Directive:
Return, character for character, the lines from the one bearing "Call locate_point to put a point on the city" through the end of the material. Omit everything before that line.

Object location annotation data
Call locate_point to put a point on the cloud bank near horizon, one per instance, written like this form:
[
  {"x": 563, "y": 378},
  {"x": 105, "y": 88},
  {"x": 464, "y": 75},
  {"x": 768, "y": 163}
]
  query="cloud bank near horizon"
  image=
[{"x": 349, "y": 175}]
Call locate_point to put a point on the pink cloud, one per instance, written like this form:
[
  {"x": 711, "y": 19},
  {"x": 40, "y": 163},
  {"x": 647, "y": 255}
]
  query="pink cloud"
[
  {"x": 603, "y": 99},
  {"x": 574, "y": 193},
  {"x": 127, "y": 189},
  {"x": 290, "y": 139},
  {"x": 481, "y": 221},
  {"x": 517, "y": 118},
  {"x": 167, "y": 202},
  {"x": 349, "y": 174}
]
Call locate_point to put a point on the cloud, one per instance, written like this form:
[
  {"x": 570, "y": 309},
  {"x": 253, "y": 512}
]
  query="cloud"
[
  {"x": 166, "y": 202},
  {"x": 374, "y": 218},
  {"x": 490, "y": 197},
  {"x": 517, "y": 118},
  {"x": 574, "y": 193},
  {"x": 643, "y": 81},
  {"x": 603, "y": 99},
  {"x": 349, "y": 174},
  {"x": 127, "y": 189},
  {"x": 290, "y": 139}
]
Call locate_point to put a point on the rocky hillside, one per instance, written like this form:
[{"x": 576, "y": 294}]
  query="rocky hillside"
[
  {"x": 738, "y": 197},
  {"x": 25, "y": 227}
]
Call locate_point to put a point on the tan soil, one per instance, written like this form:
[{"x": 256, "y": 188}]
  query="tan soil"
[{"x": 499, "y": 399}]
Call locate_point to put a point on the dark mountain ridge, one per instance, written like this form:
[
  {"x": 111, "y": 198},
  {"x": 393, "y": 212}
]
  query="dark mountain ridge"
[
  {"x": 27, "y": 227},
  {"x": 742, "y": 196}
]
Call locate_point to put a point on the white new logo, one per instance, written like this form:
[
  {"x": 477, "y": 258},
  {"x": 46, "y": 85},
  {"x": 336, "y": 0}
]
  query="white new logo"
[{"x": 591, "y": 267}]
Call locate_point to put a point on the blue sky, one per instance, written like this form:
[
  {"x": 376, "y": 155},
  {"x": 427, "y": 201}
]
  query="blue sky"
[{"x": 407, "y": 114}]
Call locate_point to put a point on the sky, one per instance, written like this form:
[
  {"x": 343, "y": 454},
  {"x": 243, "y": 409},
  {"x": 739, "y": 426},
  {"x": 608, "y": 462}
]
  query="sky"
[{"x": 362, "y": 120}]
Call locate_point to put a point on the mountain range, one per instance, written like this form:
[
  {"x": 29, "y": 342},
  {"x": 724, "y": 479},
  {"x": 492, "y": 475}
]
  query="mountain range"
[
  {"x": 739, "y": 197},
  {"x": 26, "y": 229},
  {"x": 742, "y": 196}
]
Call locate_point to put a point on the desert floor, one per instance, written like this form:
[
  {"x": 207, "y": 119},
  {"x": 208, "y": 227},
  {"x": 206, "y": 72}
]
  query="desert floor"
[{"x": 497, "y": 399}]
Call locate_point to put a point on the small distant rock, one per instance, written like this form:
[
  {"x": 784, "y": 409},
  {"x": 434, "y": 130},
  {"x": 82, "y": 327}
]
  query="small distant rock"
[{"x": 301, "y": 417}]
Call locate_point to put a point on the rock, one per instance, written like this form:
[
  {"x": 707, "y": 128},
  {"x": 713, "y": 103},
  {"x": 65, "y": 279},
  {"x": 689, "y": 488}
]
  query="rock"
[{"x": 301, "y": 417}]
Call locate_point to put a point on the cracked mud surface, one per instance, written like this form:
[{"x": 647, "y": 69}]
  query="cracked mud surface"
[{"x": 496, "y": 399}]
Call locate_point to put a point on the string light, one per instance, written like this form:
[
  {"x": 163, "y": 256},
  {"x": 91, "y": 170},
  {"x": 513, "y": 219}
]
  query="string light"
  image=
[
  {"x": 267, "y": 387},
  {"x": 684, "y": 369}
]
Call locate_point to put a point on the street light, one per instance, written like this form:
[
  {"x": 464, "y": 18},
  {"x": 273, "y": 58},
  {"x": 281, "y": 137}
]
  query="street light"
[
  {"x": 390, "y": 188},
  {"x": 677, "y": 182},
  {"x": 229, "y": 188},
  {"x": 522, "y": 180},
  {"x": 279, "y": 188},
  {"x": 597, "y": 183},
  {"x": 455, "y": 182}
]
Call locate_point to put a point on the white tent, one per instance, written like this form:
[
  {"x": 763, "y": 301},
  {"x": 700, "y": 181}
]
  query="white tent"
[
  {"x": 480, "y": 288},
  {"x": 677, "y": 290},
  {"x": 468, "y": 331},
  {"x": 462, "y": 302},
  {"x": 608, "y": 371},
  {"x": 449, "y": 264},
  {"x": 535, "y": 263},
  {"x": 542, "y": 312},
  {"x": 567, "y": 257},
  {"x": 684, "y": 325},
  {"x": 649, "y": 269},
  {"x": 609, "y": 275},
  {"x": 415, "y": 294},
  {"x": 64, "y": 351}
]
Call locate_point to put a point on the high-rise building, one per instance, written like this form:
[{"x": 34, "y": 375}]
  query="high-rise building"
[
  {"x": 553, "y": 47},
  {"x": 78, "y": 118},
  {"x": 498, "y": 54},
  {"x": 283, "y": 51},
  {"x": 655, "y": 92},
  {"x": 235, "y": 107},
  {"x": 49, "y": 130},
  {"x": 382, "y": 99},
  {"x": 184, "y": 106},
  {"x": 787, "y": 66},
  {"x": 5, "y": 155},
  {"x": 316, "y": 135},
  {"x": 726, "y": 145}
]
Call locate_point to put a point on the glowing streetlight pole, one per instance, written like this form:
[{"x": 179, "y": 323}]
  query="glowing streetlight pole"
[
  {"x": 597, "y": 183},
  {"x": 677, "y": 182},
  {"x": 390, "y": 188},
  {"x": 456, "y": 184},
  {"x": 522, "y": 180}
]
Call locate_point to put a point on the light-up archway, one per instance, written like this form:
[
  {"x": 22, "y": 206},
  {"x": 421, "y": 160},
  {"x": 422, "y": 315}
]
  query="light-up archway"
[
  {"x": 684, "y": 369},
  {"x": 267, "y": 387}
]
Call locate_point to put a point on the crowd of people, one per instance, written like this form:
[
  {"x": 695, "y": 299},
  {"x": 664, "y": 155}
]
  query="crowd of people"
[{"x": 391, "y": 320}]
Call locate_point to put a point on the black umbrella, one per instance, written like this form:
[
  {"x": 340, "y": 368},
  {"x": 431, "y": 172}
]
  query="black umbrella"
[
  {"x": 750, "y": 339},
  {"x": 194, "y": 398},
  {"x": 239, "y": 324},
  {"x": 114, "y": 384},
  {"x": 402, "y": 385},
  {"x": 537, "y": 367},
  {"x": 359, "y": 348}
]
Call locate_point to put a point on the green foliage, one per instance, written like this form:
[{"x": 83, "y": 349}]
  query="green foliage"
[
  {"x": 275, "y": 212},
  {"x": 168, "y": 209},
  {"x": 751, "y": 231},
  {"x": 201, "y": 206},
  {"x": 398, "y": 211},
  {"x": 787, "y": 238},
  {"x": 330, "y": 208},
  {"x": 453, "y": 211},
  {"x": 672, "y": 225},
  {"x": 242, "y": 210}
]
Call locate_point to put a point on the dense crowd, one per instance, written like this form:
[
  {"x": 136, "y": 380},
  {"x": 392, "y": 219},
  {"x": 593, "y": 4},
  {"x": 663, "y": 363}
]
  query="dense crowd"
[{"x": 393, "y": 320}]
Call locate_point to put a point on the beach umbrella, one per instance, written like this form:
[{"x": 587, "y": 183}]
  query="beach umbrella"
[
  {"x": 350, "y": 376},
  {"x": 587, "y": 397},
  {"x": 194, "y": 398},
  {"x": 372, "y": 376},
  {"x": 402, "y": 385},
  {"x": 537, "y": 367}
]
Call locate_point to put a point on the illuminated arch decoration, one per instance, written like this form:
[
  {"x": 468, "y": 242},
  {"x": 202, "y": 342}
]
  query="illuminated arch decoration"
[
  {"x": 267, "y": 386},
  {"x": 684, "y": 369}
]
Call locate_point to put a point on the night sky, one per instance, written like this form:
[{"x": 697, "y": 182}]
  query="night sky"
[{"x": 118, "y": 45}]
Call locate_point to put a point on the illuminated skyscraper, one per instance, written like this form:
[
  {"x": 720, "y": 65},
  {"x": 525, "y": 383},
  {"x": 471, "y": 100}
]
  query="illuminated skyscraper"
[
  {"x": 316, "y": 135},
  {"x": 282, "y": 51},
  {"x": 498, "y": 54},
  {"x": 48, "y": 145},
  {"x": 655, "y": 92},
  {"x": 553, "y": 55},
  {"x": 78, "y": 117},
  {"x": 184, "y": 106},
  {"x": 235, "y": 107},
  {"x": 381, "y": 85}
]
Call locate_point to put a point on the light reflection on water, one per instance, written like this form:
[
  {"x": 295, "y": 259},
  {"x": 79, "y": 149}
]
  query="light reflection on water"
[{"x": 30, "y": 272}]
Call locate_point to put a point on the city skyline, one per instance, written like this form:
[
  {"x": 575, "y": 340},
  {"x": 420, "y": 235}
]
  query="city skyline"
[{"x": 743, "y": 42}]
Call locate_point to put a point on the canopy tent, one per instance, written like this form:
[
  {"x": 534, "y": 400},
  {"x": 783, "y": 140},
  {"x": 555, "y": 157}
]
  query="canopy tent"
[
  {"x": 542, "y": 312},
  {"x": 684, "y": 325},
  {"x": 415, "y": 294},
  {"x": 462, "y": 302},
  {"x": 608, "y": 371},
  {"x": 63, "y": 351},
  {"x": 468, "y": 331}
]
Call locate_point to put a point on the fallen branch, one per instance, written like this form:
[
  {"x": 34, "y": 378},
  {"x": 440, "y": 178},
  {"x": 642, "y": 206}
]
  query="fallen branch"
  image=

Written response:
Call locate_point to put a point on the city skyline, one per instance, written like this form:
[
  {"x": 575, "y": 340},
  {"x": 420, "y": 235}
]
  query="city skyline"
[{"x": 743, "y": 42}]
Call locate_point to put a point on the canopy tent, one per instance, written like this form:
[
  {"x": 534, "y": 400},
  {"x": 783, "y": 140},
  {"x": 555, "y": 157}
]
  query="canopy tent"
[
  {"x": 542, "y": 312},
  {"x": 684, "y": 325},
  {"x": 415, "y": 294},
  {"x": 462, "y": 302},
  {"x": 608, "y": 371},
  {"x": 63, "y": 351},
  {"x": 468, "y": 331}
]
Call locate_point to put a point on the fallen branch, one per instance, written like this form:
[
  {"x": 34, "y": 378},
  {"x": 440, "y": 178},
  {"x": 642, "y": 206}
]
  query="fallen branch"
  image=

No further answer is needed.